After being messed around for the best part of seven months I took the 180 on board and implemented it from the weekend.

 

I have to say it's fantastic for a number of reasons. It flows better to start with the ex, so i'll briefly explain.

 

I had the children over the weekend. One of the kids had a cold though and wasn't too well, so I text the ex to inform her of this (otherwise I wouldn't have contacted her). She had gone away for the weekend but I commented that it would be useful to take them back on the Sunday evening so my daughter could get rested properly. If I take them back on Monday morning, I have to get the children up very early as I have to go to work.

 

The ex agreed to get back and advised that she'd call when she was ready. She never did call. I wasn't going to chase her though, as I would have done in previous months, so I just thought 'your decision' and stuck to taking them back Monday morning.

 

Upon arriving at the ex's house this morning with the children, the ex had the puppy dog eye look with concern all over her face. She asked if I was ok, and asked if i'd like to stop for a cup of coffee. I immediately said 'no', I had to go.

 

Later in the day she contacted me about seeing the children next weekend, and made claim to an 'arrangement' which was never agreed at all. I said that this was not the case and I already had plans with the children that I couldn't cancel. She then got irritable and said I was being deliberately difficult, to which I just responded, 'ok, i'm going to go now'. She quickly hung up as soon as I said that. I'm sure it's her way of trying to exercise some control as every time I have said that, she quickly looks to hang up.

= = = =

Work to be completed:
Please copy the account of dealing with the ex between "Later in the" and "to hang up.", inclusive, swapping "irritable" for "annoyed".

Location annotation dataset excerpts:
= = = =

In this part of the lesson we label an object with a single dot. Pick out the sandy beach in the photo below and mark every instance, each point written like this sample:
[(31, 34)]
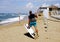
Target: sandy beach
[(16, 32)]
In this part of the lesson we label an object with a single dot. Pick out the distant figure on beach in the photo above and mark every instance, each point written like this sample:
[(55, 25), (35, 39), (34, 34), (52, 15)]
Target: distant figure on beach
[(32, 21)]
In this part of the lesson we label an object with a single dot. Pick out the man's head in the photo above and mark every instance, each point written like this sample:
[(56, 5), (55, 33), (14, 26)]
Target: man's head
[(30, 12)]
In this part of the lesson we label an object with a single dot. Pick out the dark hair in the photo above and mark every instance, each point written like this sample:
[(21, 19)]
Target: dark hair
[(30, 12)]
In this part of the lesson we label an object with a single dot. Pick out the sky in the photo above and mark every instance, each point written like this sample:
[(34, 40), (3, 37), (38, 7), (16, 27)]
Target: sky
[(23, 6)]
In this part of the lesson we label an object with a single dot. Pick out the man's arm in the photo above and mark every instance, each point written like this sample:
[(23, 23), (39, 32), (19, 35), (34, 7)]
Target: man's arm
[(36, 16)]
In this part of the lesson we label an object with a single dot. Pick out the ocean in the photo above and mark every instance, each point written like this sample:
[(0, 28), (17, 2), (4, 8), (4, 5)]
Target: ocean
[(12, 17)]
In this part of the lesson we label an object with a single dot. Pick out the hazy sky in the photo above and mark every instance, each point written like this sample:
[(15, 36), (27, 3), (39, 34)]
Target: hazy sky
[(13, 6)]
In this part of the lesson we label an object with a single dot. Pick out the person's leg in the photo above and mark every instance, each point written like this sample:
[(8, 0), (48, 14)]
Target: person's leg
[(36, 30)]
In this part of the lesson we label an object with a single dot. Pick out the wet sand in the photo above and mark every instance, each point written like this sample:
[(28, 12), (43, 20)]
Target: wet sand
[(16, 32)]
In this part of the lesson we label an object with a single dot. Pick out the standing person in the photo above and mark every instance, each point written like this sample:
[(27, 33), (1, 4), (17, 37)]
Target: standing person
[(32, 21)]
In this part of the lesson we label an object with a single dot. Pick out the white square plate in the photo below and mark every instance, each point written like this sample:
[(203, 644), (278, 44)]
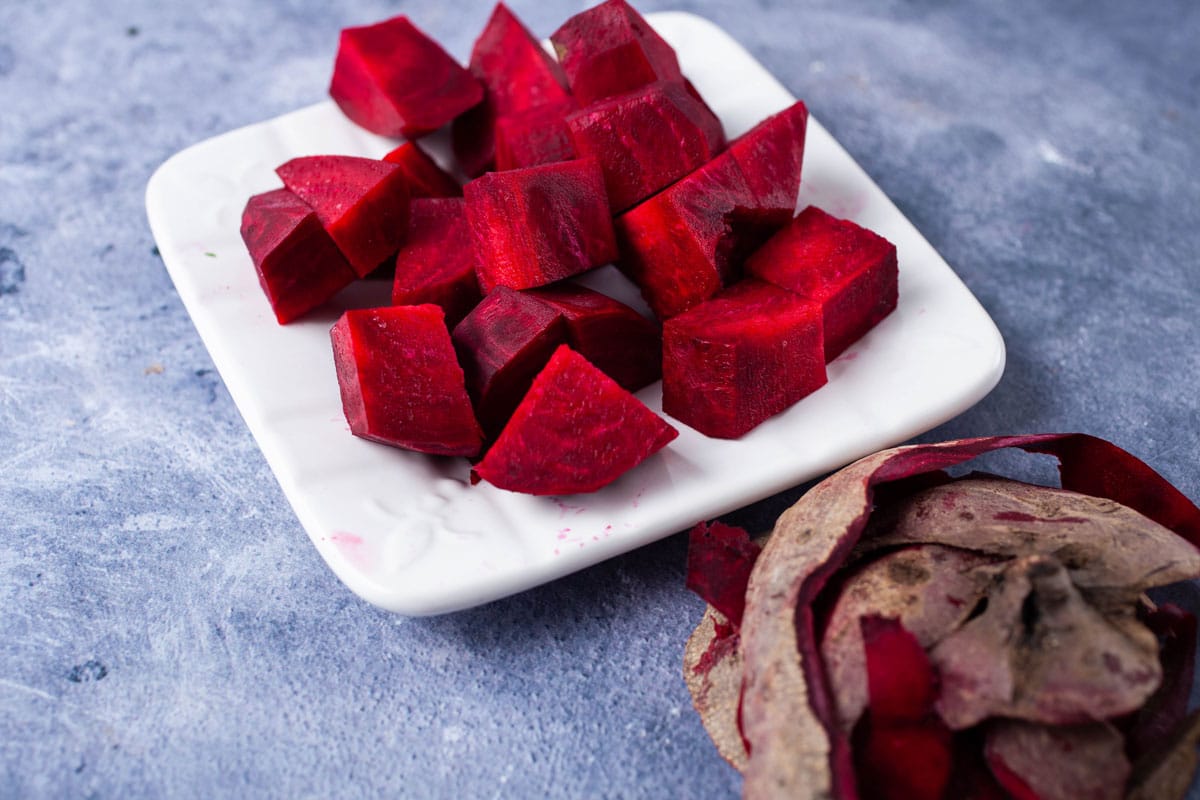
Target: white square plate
[(408, 531)]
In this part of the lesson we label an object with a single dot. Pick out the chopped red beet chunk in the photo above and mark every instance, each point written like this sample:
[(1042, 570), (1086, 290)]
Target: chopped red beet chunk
[(502, 344), (517, 74), (847, 269), (617, 340), (421, 173), (575, 431), (535, 136), (743, 356), (361, 202), (437, 260), (401, 383), (539, 224), (719, 561), (683, 244), (610, 49), (395, 80), (687, 134), (299, 266)]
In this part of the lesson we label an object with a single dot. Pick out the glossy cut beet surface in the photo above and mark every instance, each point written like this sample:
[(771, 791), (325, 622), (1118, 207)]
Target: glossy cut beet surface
[(299, 266), (395, 80), (575, 431), (361, 202), (400, 382)]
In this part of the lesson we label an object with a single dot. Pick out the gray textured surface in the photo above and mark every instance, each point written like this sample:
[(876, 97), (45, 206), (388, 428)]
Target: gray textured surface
[(168, 630)]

= = = =

Result below:
Later in the day she contacted me about seeing the children next weekend, and made claim to an 'arrangement' which was never agreed at all. I said that this was not the case and I already had plans with the children that I couldn't cancel. She then got annoyed and said I was being deliberately difficult, to which I just responded, 'ok, i'm going to go now'. She quickly hung up as soon as I said that. I'm sure it's her way of trying to exercise some control as every time I have said that, she quickly looks to hang up.